作業說明 –
請判斷下列關於選文的說法是否相符，逐一回答「是」或「否」，並原文引用作為依據的字句。1. 計算十個同學平均分的第一個程式使用的是 while 迴圈。2. 第二個程式宣告了二十個整數變數來儲存分數。3. 選文指出第一個程式沒有儲存分數，因此無法重複使用。
===== 選文 =====
第五章 陣列程式(Ivor Horton)

1 、沒有使用陣列的程式

編寫一個程式，計算十個同學的平均分（使用FOR迴圈）
記住名詞：grade count sum average

//program 5.1 Averaging ten grades without storing them 
#include<stdio.h>

int main(void)
{
    int grade = 0;
    unsigned int count =10;
    long sum = 0L;
    float average = 0.0f;

    for(unsigned  int i=0 ; i <count; ++i)
    {
        printf("Enter a grade:");
        scanf("%d",&grade);
        sum += grade;
    }
        average = (float)sum/count;
        printf("\nAverage of the ten grades entered is: %f\n", average);
        return 0;
}

沒有儲存分數，無法重複使用

試試看：使用陣列計算平均分

//program 5.2 Averaging then grades - storing values the hard way
#include<stdio.h>

int main (void)
{
    int grade0 = 0, grade1 =0,grade2 =0,grade3=0,grade4=0;
    int grade5=0,int grade6 =0,int grade7 =0, int grade8=0, int grade9=0;

    long sum = 0L; 
    float average =0.0f;

    printf("Enter the first five grades,\n")
    printf("use a space or press Enter between each number.\n")
    scanf("%d%d%d%d%d",
    &grade0,&grade1,&grade2,&grade3,&grade4);
    printf("Enter the last five numbers in the same manner.\n");
    scanf("%d%d%d%d%d",&grade5,&grade6,grade7,grade8,&grade9);

    sum = grade0+grade1+grade2+grade3+grade4+grade5+grade6+grade7+grade8+grade9;
average =(float)sum/10.f;

      printf("\nAverage of the ten grades entered is: %f\n",average);
      return 0;
}

儲存所有的分數，宣告10個整數變數來儲存分數

3、試試看：使用陣列計算平均分

使用陣列可以儲存所有要平均的分數。即儲存所有的分數，以便重複使用他們，現在重寫這個程式，計算10個分數的平均值：

//program 5.3 Averaging ten grades - storing the values the easy way
#include<stdio.h>

int main(void)
===== 節錄資料 =====
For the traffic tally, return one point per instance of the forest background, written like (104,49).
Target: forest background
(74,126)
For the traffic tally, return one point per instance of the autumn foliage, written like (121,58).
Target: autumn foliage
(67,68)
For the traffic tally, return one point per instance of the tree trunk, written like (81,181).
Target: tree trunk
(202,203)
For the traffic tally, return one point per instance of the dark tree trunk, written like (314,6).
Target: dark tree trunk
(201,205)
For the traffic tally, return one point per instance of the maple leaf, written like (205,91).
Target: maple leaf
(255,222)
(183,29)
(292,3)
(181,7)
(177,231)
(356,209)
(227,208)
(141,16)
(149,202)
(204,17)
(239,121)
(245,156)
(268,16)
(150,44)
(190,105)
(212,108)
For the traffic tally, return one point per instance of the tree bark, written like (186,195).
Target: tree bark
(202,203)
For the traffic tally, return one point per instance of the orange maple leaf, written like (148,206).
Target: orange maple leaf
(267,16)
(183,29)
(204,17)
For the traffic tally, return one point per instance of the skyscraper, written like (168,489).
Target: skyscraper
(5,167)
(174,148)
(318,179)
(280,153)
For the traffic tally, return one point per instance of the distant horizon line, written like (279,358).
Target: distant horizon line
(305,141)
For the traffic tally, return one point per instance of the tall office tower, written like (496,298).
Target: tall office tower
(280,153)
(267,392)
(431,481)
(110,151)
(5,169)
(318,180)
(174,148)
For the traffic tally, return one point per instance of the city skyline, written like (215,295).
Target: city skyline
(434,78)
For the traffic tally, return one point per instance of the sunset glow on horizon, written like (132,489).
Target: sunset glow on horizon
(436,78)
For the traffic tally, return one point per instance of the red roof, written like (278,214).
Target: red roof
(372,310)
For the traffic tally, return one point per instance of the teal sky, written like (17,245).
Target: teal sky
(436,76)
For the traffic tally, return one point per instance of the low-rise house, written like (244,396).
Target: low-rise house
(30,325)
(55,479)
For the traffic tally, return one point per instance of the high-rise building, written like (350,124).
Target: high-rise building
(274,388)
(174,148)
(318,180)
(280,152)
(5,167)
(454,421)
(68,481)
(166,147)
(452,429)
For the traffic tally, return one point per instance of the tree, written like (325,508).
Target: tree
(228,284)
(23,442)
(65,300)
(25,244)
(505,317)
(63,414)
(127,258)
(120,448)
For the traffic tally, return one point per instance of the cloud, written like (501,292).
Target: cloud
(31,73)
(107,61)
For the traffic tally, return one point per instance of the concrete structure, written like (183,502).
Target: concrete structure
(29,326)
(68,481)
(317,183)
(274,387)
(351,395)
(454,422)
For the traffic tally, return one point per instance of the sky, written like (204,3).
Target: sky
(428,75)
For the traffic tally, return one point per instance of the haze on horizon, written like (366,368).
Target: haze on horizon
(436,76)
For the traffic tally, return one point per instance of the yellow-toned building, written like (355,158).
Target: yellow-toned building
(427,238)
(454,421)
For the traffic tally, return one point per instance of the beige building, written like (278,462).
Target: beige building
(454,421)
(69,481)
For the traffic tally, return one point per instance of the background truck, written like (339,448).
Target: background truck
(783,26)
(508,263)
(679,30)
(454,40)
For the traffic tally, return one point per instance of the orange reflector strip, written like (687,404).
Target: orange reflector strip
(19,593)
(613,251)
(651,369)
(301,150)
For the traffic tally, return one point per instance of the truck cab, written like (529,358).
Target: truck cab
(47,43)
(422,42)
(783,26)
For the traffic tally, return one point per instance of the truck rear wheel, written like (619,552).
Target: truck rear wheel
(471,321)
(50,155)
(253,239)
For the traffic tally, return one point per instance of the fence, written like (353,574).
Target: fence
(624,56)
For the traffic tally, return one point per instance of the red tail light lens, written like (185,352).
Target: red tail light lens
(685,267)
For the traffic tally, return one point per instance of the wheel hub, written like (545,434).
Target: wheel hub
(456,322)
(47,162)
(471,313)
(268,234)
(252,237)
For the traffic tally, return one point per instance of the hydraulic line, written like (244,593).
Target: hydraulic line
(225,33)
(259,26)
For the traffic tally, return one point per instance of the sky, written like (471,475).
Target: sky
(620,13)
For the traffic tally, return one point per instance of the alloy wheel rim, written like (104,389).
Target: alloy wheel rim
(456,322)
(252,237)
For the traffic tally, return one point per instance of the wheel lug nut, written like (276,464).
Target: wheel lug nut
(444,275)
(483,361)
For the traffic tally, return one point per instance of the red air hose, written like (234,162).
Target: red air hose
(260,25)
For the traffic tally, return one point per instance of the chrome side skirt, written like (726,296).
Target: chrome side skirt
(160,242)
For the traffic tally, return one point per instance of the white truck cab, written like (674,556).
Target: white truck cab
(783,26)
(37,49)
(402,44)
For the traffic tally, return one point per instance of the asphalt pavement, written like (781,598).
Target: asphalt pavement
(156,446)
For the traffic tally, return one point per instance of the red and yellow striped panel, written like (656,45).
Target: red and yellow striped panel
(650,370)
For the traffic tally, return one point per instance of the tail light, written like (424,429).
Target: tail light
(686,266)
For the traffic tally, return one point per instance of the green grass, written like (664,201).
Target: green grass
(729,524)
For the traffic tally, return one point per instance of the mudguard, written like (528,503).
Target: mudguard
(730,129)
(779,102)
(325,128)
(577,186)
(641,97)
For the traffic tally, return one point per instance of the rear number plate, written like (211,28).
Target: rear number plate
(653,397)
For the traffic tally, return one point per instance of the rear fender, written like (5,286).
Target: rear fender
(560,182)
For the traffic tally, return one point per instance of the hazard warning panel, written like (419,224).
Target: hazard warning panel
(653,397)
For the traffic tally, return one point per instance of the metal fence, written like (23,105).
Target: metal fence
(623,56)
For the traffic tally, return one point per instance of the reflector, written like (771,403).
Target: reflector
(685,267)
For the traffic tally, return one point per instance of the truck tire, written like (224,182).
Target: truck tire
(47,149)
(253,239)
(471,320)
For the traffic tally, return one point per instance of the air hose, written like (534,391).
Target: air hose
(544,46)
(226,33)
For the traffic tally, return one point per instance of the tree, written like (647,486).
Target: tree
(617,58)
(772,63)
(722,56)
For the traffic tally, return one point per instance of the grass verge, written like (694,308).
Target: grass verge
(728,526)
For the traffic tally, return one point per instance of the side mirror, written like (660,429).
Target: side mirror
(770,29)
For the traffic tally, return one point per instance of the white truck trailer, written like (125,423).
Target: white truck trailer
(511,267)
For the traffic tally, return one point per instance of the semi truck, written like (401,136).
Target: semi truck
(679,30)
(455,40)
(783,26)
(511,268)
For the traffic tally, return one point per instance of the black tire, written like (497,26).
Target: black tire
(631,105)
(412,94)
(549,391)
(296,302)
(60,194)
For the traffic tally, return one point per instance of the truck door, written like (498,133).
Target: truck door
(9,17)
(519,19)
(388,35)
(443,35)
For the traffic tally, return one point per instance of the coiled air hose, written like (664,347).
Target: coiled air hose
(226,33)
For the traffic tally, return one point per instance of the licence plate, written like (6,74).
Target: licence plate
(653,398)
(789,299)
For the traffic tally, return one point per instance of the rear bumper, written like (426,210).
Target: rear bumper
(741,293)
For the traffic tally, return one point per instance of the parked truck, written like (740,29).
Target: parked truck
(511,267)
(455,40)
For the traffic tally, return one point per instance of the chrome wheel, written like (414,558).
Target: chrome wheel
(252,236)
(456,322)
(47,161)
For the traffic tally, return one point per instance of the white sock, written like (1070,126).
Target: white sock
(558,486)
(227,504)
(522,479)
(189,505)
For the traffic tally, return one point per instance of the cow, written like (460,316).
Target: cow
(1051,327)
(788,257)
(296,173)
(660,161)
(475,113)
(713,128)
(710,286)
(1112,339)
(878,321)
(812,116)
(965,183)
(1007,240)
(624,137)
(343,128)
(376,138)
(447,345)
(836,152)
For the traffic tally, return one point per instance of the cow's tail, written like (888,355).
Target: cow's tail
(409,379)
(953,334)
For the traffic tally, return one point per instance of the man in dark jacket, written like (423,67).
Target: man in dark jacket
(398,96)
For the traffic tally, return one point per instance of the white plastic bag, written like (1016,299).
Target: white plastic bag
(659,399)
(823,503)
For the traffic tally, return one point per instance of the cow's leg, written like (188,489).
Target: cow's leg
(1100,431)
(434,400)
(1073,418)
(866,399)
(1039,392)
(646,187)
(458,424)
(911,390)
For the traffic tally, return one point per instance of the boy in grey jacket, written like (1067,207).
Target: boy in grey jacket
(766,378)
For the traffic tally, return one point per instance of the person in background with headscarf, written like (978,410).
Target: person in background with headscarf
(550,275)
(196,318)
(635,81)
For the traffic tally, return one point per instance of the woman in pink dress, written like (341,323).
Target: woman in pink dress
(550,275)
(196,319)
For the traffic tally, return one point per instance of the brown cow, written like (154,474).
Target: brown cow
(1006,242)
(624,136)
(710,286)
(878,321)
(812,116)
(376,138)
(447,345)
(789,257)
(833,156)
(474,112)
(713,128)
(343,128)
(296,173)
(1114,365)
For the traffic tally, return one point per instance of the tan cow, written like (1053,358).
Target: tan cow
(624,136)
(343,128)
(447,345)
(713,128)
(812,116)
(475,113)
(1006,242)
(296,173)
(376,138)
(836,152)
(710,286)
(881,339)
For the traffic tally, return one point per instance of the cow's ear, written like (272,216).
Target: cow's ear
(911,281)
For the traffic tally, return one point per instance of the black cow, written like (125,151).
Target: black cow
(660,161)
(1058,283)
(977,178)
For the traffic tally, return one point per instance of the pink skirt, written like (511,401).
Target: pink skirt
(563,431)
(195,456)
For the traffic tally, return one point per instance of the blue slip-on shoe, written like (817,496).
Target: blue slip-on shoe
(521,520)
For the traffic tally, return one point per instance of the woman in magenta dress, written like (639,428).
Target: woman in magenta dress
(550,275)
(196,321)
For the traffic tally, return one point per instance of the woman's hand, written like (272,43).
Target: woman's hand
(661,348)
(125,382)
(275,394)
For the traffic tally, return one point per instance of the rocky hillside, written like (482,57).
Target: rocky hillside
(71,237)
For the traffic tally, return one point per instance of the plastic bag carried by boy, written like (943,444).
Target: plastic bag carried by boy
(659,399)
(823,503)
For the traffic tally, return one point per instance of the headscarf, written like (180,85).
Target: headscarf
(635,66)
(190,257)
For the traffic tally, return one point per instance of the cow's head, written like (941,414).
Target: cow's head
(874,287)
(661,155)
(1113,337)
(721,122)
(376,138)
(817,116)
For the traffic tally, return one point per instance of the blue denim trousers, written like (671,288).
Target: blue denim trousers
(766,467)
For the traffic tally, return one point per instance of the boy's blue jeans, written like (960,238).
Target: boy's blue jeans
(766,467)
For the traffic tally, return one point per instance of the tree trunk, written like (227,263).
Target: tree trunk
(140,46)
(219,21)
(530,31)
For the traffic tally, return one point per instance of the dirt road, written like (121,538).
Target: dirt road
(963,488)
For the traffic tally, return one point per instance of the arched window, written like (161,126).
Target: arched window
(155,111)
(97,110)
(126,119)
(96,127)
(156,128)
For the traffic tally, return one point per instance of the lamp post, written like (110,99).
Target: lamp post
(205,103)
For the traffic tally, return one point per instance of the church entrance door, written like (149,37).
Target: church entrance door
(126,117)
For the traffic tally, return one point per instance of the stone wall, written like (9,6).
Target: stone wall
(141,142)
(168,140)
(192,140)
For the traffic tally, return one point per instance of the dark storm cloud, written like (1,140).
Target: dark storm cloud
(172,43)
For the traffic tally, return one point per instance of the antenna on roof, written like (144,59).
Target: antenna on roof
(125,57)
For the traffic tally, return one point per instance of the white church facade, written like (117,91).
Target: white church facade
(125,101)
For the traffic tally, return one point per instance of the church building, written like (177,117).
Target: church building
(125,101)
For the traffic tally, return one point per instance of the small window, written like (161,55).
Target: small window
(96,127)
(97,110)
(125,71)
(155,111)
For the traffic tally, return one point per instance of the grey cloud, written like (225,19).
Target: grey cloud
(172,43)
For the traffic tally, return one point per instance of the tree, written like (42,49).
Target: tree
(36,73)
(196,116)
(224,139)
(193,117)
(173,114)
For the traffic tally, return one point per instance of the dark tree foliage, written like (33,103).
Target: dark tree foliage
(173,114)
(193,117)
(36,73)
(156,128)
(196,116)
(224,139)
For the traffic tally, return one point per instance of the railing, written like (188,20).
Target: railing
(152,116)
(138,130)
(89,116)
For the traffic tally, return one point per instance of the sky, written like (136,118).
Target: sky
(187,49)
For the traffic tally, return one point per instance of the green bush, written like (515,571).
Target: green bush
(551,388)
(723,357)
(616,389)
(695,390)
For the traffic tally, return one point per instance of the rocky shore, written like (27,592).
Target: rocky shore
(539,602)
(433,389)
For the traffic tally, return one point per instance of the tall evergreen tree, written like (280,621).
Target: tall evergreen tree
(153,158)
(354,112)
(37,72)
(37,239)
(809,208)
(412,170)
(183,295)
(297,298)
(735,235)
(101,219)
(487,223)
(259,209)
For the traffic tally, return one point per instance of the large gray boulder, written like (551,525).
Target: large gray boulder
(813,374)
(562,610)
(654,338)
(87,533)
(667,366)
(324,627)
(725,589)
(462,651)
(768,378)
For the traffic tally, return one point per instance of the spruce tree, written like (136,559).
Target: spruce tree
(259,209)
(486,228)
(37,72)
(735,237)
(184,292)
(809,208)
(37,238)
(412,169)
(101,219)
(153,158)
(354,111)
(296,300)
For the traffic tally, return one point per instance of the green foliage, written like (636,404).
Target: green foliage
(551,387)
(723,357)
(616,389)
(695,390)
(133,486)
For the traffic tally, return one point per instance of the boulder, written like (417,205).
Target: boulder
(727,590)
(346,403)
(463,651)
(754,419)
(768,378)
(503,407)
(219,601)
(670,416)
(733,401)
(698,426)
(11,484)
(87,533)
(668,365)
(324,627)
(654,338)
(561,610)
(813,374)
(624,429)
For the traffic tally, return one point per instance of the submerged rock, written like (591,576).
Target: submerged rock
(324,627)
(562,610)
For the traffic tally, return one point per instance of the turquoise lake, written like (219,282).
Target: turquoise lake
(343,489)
=====
解答 –
1. 否。「編寫一個程式，計算十個同學的平均分（使用FOR迴圈）」
2. 否。「儲存所有的分數，宣告10個整數變數來儲存分數」
3. 是。「沒有儲存分數，無法重複使用」